**DESCRIPTION OF THE TASK:** Pick every line from the data that holds the word "paper".

(Records contained in a dataset)
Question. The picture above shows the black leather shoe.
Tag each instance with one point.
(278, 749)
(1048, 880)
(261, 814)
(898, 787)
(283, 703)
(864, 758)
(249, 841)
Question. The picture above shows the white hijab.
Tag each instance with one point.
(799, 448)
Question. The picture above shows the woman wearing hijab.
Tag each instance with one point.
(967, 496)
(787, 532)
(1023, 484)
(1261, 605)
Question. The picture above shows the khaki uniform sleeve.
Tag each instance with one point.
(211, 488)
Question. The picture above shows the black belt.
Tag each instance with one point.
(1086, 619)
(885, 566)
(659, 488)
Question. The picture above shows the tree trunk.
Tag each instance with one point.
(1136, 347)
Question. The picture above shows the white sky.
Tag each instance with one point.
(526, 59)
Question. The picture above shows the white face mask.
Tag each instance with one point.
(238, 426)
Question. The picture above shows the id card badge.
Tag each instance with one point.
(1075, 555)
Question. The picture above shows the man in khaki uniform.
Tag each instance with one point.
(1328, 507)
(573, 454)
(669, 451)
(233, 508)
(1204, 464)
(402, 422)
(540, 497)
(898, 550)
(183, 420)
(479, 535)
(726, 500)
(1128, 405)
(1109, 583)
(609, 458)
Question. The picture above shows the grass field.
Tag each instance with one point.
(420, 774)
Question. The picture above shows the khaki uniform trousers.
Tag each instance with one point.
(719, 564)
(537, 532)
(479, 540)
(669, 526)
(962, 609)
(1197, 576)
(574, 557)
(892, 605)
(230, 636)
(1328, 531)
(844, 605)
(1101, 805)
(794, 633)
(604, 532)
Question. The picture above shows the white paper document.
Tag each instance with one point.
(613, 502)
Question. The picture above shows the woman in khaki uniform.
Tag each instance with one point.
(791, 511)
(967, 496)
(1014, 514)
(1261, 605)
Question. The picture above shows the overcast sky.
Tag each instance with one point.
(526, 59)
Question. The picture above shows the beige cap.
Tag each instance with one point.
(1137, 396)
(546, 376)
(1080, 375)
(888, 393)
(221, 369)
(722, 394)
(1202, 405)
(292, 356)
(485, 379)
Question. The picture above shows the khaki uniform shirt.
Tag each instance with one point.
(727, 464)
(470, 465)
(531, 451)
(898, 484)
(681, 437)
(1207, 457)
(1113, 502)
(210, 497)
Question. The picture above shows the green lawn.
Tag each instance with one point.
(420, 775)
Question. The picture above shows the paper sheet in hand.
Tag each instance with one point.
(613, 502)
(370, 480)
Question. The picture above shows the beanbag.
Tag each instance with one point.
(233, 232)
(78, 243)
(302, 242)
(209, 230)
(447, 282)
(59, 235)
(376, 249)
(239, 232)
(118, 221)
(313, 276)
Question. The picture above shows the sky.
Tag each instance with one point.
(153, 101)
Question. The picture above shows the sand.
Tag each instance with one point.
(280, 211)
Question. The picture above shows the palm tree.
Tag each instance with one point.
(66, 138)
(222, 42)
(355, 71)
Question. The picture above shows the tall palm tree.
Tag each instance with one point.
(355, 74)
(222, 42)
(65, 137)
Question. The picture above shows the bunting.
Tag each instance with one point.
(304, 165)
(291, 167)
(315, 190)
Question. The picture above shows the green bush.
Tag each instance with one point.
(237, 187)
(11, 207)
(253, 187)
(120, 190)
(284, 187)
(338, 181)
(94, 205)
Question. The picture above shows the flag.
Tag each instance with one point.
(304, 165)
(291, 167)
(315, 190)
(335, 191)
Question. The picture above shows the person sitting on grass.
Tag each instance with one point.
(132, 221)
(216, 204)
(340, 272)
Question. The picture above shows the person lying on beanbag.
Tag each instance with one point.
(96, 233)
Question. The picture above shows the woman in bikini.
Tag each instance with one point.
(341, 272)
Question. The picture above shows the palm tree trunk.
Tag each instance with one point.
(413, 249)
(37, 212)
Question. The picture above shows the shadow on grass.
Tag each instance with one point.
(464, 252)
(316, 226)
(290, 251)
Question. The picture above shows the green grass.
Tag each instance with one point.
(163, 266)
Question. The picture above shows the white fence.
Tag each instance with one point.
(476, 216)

**ANSWER BOX:**
Question. The picture above shows the white paper document.
Question. The picture above shows the paper sheet in hand.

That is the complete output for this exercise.